* **Task requirements**
Everything from the line with "on the soccer" to the end of the material is to be retyped exactly, both ends included, and nothing else.

* **Dataset records**
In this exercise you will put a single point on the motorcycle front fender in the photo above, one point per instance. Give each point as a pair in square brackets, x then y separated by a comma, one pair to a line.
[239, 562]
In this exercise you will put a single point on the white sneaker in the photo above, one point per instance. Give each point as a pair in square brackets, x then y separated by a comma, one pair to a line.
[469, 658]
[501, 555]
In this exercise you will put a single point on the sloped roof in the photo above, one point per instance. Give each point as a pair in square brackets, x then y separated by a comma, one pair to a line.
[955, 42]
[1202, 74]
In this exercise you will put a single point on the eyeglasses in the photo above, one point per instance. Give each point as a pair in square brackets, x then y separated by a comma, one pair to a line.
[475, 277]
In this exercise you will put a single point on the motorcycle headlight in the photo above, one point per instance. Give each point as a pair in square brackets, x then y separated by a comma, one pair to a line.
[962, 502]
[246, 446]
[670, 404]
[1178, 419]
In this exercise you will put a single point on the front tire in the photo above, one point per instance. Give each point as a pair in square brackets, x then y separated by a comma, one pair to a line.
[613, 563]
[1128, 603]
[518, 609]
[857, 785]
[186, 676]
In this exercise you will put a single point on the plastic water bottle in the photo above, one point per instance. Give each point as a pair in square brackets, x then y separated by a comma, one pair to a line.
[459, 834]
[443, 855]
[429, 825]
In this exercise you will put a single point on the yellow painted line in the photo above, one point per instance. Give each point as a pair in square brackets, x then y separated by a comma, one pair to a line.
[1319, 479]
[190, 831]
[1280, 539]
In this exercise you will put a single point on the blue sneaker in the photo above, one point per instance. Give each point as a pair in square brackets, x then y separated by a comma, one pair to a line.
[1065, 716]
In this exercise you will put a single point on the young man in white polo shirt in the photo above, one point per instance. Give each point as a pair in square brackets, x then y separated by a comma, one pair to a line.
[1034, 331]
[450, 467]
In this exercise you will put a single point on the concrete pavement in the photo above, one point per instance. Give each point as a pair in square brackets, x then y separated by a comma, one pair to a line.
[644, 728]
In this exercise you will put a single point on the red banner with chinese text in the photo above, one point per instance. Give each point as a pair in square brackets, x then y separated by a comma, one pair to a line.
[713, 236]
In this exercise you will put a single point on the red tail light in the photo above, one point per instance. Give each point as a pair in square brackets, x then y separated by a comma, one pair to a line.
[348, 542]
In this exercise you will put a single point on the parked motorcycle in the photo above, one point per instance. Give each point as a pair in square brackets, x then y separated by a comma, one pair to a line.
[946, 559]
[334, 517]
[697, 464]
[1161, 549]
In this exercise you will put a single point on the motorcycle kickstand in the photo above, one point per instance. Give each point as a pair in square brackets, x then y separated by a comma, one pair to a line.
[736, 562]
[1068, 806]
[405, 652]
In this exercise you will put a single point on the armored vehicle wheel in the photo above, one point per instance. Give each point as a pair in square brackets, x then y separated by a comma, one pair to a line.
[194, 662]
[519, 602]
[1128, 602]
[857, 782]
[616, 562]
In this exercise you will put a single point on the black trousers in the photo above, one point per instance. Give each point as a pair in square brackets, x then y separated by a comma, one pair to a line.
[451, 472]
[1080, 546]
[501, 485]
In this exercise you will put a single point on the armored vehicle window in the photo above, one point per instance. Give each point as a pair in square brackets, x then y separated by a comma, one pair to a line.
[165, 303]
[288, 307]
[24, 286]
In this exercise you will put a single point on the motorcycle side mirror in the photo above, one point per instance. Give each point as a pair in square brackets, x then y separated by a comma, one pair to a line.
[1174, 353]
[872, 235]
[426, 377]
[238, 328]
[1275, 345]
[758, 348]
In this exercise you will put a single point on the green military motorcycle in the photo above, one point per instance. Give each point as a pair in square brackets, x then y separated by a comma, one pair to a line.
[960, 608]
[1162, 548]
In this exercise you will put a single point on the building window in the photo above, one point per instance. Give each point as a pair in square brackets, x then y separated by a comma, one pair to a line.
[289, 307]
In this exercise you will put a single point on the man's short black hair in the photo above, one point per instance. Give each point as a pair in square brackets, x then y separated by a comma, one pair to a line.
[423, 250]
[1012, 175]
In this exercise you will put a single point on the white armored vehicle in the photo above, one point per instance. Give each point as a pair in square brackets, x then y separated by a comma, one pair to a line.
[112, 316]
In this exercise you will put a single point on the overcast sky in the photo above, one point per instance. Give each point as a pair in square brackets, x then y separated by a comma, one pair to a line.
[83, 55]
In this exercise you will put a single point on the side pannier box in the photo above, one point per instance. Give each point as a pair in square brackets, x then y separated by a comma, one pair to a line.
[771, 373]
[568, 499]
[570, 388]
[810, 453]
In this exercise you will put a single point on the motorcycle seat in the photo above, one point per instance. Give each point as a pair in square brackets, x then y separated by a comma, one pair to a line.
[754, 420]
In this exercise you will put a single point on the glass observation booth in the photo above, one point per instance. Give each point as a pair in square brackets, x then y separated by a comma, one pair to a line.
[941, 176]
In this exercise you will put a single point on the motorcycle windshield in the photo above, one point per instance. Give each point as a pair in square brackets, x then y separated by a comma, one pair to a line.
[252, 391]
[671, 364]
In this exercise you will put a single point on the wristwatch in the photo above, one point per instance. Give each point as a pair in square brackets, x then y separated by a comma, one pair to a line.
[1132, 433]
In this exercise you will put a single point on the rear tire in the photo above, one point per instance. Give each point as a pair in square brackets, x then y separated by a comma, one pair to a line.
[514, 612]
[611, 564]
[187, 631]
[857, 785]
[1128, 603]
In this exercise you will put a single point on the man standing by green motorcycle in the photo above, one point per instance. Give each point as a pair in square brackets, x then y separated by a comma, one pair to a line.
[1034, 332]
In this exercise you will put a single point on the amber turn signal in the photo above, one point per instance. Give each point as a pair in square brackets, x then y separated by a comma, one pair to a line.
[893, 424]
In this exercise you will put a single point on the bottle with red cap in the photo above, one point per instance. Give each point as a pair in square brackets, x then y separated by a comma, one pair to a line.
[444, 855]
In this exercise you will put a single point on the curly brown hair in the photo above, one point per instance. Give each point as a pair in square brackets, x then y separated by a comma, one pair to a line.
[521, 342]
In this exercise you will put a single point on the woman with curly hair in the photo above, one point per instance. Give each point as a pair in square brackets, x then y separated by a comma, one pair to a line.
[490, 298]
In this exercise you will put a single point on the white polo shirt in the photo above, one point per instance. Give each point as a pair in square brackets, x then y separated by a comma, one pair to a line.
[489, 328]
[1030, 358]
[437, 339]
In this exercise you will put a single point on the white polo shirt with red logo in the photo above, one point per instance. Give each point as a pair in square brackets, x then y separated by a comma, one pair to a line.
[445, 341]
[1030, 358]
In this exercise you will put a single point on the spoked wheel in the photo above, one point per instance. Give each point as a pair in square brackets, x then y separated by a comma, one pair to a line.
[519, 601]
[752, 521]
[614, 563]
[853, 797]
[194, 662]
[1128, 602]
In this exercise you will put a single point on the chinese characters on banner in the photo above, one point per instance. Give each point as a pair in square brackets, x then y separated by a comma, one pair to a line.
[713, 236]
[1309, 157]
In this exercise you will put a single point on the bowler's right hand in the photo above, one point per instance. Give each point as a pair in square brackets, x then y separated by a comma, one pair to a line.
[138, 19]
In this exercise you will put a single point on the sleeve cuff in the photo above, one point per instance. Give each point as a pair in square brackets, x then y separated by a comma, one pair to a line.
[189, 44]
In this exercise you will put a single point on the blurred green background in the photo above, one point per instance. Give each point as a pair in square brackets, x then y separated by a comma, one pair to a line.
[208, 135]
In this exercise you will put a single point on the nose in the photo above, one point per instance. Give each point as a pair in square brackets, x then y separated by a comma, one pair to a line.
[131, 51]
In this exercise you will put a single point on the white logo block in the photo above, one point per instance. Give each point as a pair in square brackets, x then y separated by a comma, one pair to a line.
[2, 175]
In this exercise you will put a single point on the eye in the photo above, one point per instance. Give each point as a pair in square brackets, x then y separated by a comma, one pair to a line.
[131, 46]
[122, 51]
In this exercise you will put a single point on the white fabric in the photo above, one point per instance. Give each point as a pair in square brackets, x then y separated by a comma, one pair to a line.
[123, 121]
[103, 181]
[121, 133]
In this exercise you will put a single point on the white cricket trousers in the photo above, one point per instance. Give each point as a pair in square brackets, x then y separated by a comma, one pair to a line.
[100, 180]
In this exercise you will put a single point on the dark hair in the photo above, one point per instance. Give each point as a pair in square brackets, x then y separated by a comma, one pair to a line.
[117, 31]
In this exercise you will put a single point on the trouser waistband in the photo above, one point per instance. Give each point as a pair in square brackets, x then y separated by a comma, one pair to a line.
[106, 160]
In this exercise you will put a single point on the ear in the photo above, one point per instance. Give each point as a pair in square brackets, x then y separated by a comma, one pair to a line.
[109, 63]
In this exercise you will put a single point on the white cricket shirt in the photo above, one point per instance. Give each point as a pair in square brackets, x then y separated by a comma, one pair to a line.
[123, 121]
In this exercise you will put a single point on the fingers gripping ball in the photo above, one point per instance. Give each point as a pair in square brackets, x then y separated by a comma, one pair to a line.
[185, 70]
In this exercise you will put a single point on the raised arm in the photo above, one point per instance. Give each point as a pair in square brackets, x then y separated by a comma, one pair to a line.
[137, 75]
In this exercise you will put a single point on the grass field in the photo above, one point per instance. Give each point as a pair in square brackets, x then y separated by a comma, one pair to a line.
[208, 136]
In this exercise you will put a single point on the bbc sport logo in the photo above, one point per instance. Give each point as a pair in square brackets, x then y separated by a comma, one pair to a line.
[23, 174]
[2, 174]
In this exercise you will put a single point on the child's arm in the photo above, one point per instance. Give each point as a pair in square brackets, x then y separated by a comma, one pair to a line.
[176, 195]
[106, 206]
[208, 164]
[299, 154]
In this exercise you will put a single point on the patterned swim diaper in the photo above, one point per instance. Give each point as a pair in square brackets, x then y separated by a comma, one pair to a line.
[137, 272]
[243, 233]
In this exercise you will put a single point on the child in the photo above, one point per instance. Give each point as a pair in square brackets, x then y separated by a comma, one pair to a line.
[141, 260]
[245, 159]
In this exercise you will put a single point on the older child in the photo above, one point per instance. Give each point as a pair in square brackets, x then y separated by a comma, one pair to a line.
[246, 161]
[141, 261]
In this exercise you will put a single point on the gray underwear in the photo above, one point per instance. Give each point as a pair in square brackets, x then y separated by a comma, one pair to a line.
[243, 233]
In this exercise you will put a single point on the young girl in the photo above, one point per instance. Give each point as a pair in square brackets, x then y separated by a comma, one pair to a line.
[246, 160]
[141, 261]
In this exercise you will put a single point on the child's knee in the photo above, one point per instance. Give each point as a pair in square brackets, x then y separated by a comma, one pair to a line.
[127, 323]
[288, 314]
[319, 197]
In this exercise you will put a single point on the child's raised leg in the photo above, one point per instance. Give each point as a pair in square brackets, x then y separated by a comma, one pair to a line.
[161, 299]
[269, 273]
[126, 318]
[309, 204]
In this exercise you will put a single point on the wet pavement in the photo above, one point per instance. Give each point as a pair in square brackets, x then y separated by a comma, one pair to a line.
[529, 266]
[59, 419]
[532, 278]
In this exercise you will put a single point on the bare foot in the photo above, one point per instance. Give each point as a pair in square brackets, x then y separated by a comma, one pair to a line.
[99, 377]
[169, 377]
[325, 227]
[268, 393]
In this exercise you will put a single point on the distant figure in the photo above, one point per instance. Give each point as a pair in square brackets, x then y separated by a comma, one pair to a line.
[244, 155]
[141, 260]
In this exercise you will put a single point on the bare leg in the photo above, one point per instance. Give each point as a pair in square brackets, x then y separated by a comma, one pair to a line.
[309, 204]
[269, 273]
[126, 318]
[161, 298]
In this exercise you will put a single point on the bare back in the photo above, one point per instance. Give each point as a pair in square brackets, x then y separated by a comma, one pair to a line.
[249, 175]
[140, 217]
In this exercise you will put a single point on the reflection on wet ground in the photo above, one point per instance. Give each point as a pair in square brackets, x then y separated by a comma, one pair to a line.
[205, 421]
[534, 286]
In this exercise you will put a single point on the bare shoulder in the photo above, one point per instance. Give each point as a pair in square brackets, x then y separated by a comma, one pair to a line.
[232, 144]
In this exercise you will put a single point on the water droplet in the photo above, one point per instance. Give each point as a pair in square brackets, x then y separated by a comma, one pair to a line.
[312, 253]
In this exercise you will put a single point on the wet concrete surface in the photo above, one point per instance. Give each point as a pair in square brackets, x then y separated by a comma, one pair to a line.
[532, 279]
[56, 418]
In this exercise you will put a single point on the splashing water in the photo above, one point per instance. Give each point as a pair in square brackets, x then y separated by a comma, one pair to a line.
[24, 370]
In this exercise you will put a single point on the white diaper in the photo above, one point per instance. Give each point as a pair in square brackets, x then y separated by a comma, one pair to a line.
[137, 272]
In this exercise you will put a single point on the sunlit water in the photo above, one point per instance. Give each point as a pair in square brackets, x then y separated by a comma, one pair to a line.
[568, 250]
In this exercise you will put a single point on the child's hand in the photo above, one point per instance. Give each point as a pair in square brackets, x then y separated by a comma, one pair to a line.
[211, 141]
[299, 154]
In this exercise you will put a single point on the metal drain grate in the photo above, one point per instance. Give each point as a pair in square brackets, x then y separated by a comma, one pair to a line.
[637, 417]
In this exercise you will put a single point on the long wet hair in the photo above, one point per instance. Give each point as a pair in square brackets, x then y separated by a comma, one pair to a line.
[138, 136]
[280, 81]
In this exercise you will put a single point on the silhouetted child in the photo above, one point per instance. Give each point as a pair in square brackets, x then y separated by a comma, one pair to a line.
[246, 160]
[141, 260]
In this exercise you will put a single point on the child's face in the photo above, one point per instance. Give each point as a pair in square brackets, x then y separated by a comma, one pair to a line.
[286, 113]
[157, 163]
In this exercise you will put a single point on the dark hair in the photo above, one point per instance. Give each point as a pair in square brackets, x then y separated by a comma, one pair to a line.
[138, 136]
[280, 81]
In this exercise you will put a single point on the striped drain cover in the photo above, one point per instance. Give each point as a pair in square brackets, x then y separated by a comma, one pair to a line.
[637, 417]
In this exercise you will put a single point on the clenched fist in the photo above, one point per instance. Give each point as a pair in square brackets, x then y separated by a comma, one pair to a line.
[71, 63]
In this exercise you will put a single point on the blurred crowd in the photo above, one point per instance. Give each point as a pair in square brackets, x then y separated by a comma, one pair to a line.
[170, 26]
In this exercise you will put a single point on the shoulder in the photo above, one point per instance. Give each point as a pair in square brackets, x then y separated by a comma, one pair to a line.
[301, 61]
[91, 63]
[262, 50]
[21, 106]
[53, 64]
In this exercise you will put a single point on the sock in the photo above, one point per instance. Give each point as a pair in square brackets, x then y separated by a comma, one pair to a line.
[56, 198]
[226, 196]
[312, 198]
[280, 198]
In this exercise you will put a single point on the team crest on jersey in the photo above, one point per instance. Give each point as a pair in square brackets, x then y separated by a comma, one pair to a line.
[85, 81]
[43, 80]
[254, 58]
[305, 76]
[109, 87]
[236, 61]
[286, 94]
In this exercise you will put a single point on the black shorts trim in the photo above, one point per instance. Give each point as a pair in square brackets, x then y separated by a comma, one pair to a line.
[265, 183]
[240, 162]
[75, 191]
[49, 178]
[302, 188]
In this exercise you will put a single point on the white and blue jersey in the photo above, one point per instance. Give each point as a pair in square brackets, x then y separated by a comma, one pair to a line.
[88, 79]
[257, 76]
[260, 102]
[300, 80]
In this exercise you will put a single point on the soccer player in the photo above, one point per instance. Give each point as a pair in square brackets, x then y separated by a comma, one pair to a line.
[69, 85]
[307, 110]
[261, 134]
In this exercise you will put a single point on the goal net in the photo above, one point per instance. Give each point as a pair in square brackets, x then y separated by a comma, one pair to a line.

* **Response area**
In this exercise you will put a single point on the soccer player in the photo above, one point per instance. Give each point as a pair in square brackets, x then y separated by a comma, one pair to a line.
[69, 85]
[307, 110]
[261, 134]
In this exercise you will put a single point on the goal net in the photo above, one point per instance. Give each point as a pair in square brackets, x then y separated by a comma, one pair to a line.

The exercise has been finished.